● **WORK INSTRUCTIONS**
Extract every line of the records that contains the string "jacket", and copy each line as it stands.

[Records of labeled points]
** Begin **

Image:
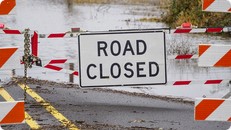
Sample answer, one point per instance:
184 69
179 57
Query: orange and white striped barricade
216 5
212 110
211 55
9 58
12 112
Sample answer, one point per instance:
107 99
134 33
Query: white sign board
122 58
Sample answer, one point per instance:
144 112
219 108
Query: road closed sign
122 59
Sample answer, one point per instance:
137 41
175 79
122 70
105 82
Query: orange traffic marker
12 112
6 6
5 54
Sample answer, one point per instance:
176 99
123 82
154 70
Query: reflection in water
54 16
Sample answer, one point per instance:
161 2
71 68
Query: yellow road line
65 122
33 124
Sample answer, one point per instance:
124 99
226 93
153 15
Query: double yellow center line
65 122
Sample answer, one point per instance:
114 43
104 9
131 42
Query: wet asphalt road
96 109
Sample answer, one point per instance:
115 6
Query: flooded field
55 16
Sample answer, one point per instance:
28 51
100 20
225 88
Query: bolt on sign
216 5
6 6
212 110
122 58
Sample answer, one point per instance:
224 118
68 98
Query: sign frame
122 32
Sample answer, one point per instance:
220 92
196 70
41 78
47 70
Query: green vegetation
180 11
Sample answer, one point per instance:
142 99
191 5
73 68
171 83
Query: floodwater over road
54 16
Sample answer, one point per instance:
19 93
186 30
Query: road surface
52 105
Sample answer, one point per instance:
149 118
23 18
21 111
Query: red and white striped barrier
9 58
212 110
75 34
12 113
201 82
183 57
216 5
214 55
200 30
6 6
9 31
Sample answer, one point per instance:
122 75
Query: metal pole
13 73
71 76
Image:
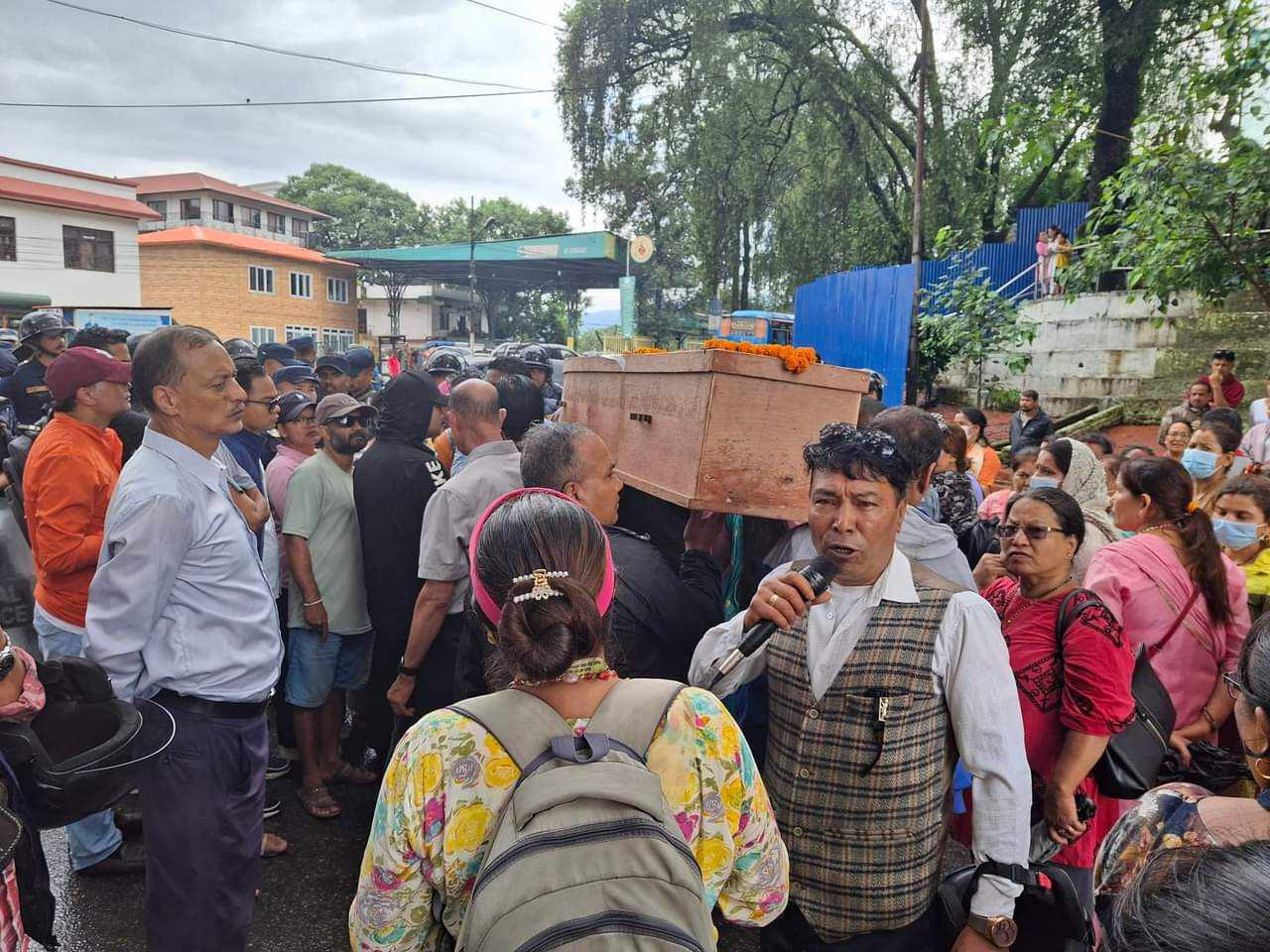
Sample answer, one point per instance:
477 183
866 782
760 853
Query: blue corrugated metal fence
861 317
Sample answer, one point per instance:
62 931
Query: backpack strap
522 724
633 711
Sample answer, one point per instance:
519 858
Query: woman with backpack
1074 670
543 788
1175 593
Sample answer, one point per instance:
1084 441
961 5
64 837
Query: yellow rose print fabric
448 780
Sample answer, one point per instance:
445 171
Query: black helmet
445 359
239 348
41 322
85 749
536 358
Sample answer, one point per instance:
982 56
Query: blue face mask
1234 535
1199 463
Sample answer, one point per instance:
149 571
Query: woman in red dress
1074 697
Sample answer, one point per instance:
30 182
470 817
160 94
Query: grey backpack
585 853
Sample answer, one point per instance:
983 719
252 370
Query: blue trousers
202 806
95 837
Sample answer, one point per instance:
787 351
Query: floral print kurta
449 778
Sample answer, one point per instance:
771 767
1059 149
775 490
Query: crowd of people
429 581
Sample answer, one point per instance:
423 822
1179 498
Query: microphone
818 574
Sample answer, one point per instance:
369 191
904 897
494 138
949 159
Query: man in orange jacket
68 480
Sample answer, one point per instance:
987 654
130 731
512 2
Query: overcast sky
511 146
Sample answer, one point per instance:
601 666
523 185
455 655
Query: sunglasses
1035 534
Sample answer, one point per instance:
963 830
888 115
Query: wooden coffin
711 429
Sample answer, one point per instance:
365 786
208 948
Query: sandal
357 775
271 846
318 802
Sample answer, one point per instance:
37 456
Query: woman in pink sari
1171 567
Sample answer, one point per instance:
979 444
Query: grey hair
549 454
158 362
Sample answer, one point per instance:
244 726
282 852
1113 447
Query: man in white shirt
871 685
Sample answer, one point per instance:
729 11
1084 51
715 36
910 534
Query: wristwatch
997 929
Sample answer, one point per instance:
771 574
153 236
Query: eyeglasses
1034 534
348 421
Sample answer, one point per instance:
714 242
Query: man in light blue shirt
181 611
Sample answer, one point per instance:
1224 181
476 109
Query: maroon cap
82 367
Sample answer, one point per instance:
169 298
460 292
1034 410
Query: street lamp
471 281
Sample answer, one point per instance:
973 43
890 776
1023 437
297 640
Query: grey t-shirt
449 518
320 509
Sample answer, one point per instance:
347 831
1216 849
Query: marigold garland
795 358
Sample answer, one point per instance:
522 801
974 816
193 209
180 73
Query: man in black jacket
659 612
391 485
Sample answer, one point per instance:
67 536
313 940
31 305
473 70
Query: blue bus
757 326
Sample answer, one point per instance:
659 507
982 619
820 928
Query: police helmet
85 749
536 358
239 348
445 359
41 322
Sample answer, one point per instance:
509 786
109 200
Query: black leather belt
209 708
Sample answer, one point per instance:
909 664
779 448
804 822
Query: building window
335 341
87 249
336 291
8 239
259 280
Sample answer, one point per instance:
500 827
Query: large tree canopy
763 143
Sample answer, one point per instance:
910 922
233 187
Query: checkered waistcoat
864 849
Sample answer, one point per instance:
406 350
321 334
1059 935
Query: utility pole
919 175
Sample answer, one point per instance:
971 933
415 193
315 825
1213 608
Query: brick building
241 263
240 286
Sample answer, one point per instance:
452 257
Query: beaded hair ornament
540 578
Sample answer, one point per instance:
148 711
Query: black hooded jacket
391 485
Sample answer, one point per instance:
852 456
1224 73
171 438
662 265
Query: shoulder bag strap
1178 622
522 724
633 711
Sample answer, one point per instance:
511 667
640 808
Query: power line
296 54
270 102
517 16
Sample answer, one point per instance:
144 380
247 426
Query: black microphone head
821 572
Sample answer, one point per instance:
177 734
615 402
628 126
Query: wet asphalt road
304 893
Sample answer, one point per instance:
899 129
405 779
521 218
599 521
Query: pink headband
603 598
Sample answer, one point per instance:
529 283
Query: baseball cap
359 358
291 405
341 405
277 352
82 367
295 373
335 362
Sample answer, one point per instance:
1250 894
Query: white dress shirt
969 669
181 599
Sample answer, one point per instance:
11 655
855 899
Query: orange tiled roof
195 234
63 197
198 181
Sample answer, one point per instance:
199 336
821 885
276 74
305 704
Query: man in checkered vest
876 687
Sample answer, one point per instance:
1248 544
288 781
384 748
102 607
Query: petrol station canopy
580 261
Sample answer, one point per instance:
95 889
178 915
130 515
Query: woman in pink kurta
1150 579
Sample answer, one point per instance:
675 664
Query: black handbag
1049 914
1133 758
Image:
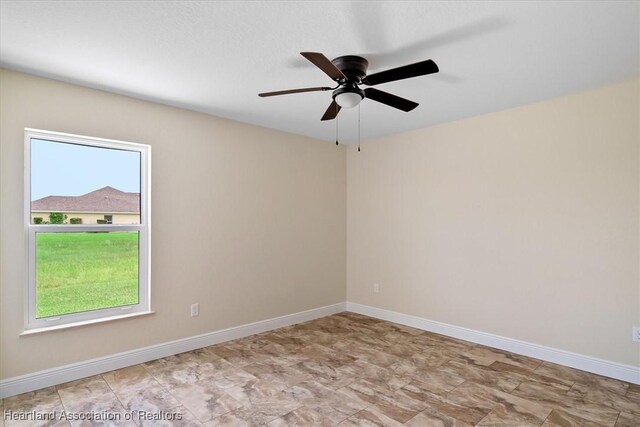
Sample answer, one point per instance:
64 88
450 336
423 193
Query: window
87 219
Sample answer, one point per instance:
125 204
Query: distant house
106 205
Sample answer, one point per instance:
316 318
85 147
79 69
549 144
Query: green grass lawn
78 272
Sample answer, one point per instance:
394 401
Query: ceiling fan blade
322 62
390 100
286 92
404 72
332 111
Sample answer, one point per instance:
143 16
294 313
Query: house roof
103 200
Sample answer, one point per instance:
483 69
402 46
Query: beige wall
265 235
522 223
90 218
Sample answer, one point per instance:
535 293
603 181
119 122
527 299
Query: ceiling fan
350 72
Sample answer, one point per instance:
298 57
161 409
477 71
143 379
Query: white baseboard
594 365
62 374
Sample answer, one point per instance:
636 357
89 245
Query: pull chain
336 123
359 127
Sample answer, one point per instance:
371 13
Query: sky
60 169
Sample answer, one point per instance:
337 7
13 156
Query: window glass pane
78 272
80 184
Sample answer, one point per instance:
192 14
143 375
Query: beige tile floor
344 369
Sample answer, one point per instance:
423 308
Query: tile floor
344 369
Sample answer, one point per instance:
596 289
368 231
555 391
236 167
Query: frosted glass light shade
348 99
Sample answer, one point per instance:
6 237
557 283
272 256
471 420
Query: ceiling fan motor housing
354 68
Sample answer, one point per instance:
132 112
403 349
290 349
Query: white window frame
33 324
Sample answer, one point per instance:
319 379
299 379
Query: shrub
56 218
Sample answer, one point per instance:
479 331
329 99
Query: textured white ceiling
215 57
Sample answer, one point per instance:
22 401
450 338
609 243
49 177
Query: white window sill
83 323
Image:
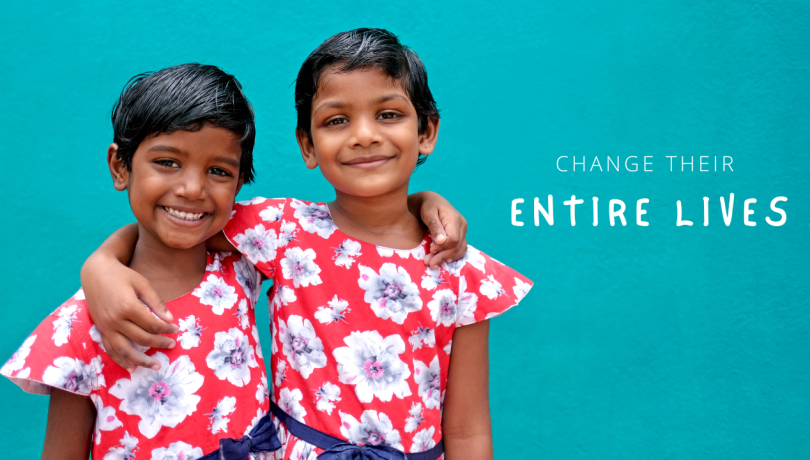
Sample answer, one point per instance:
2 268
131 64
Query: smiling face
182 185
365 136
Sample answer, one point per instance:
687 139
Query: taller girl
362 330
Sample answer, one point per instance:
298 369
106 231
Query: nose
365 133
192 185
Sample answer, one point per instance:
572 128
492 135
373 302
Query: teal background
657 342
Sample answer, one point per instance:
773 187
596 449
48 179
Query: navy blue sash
262 438
338 449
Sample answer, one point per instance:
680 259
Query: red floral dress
210 386
362 334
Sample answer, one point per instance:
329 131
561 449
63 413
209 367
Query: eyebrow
340 105
170 149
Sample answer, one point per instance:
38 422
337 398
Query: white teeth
183 215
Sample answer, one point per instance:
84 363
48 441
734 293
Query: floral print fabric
210 386
362 333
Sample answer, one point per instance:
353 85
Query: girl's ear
307 149
427 140
118 169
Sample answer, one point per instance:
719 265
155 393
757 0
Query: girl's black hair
363 48
183 97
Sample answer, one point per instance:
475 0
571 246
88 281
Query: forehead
358 84
206 142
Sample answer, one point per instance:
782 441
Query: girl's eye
167 163
389 115
219 172
336 121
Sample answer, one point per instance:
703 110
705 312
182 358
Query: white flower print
302 347
415 419
521 289
160 398
190 332
216 264
422 336
17 360
372 364
472 256
286 233
391 294
429 381
443 308
289 402
63 324
216 292
232 357
326 396
257 244
177 451
314 218
336 311
254 200
281 372
262 391
467 303
303 451
299 266
272 213
219 415
491 288
255 334
241 314
374 429
345 252
423 440
417 253
249 278
74 375
283 296
106 419
127 449
432 278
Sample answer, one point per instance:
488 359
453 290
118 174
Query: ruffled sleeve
58 354
486 288
255 229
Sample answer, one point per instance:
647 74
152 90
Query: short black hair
183 97
359 49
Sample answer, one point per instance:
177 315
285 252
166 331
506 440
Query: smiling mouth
368 162
187 216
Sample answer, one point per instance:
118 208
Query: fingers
431 218
149 323
145 339
148 296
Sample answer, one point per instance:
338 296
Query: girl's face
182 185
365 136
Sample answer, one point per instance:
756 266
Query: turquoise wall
657 342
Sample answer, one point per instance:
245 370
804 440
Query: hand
115 297
447 227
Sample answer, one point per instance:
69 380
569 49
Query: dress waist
339 449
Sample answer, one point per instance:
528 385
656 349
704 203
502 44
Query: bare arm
447 227
69 432
115 297
466 425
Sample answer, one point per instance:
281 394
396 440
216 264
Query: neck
172 272
382 219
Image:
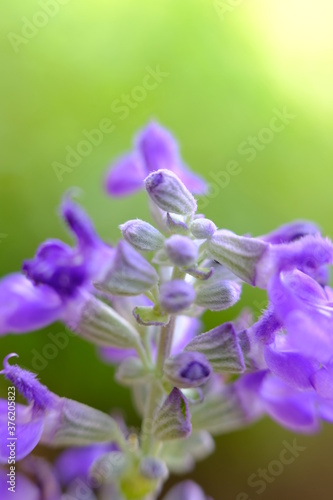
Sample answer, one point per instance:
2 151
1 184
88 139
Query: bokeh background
227 65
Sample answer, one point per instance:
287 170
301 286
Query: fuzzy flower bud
218 295
240 254
173 419
103 326
187 369
221 347
129 274
153 468
176 295
142 235
182 251
202 228
169 193
186 489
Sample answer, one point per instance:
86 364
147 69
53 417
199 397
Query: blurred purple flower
155 149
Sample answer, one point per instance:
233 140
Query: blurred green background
227 66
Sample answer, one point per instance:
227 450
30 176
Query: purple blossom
181 250
291 232
58 279
299 411
187 369
48 418
155 148
25 307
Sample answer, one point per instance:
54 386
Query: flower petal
126 176
25 307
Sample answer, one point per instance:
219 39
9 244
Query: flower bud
176 295
131 371
220 412
172 420
221 348
291 232
175 225
202 228
182 251
169 193
218 295
142 236
153 468
181 456
187 369
240 254
103 326
146 315
200 273
130 273
76 424
186 489
110 466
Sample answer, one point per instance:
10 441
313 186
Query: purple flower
25 307
187 369
187 490
67 269
172 420
75 463
58 279
24 488
48 418
155 149
299 411
291 232
181 250
305 310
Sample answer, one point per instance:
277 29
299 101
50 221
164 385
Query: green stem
155 394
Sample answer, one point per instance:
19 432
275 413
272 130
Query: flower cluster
140 302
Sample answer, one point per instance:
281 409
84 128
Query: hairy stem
155 393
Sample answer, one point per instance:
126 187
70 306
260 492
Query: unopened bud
142 235
169 193
130 273
221 348
240 254
218 295
176 295
172 420
181 250
187 369
202 228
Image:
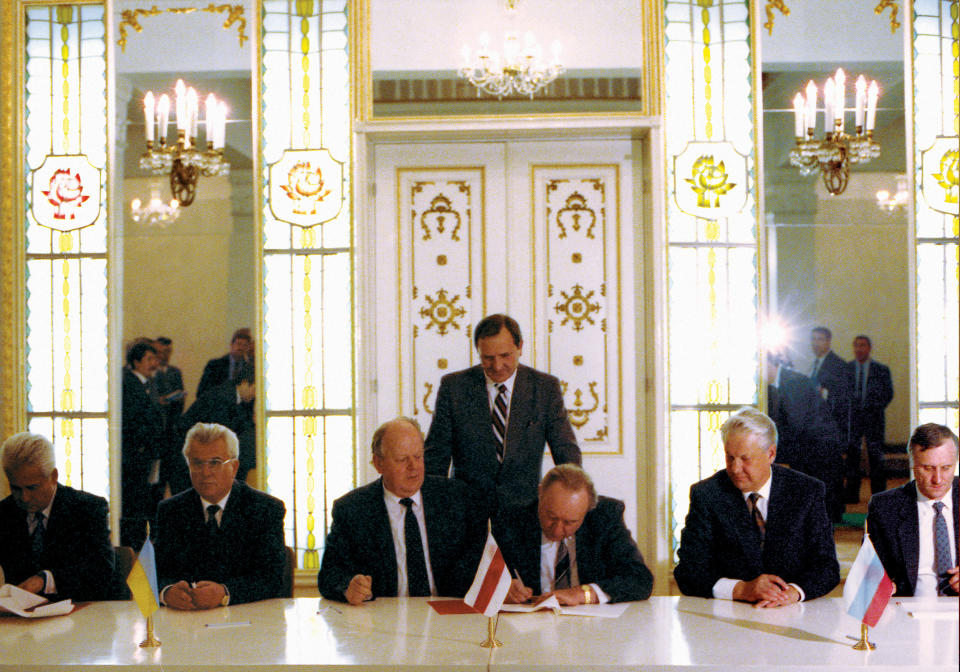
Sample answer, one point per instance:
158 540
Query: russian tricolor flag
492 582
868 588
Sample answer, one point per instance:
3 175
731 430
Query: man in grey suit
494 419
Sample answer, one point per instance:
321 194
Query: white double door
541 230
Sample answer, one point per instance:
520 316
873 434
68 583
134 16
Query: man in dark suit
914 527
572 544
166 390
831 375
54 540
141 428
231 405
223 369
756 532
375 547
872 393
494 419
807 434
221 542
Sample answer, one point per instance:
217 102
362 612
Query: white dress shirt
397 513
723 588
927 563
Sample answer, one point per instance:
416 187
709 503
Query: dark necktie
213 527
757 516
418 585
499 417
36 538
561 570
941 545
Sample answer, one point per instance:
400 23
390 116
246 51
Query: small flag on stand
143 581
492 582
868 588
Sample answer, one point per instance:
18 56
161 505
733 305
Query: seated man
376 547
54 540
756 532
221 541
920 563
572 544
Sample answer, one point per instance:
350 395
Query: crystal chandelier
155 212
184 159
521 69
834 153
896 201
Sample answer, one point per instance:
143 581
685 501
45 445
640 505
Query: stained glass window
711 234
936 96
66 237
307 264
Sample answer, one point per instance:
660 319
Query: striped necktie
499 419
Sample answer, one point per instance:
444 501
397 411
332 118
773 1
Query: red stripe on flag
490 581
879 601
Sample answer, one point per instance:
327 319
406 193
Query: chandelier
836 150
184 159
521 69
155 212
896 201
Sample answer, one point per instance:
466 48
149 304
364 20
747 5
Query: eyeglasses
216 464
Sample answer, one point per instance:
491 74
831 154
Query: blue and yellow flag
143 581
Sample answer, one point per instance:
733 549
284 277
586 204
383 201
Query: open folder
26 604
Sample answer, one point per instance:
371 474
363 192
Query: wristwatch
587 594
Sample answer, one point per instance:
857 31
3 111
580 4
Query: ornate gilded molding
768 10
12 405
894 8
131 18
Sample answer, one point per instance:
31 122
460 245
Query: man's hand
518 593
767 590
360 589
208 594
569 597
33 585
179 596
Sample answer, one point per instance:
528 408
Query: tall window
66 237
307 264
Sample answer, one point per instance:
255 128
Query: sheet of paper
26 604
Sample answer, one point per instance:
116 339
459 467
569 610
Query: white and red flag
492 582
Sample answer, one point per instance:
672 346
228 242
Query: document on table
26 604
551 603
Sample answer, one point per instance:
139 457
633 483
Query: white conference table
663 633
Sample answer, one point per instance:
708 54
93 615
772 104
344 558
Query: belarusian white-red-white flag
490 585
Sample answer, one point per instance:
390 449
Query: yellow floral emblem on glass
709 179
949 176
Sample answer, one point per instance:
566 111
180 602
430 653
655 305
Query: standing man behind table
914 527
141 446
572 544
220 542
493 420
756 532
403 534
872 393
54 540
223 369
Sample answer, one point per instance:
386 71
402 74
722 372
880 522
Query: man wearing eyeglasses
220 542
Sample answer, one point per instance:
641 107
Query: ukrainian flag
143 581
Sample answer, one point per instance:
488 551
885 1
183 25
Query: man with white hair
221 541
756 532
54 540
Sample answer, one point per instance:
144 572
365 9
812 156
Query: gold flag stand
864 644
491 641
151 640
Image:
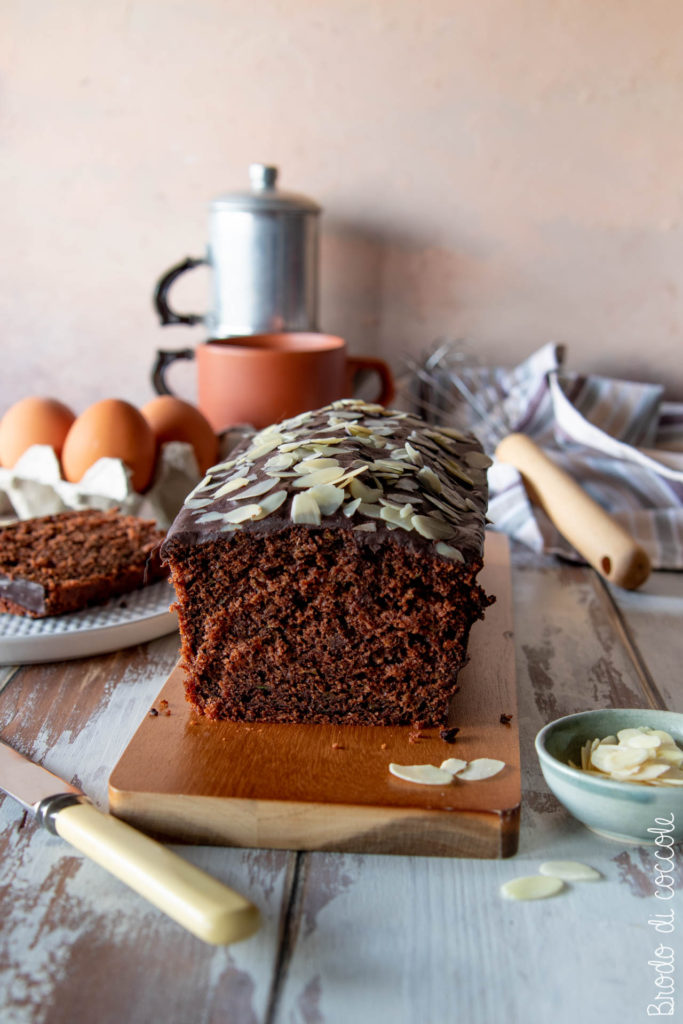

** End **

● **COMPLETED TASK**
Query: man in orange jacket
Query: man in black jacket
Query: black hooded jacket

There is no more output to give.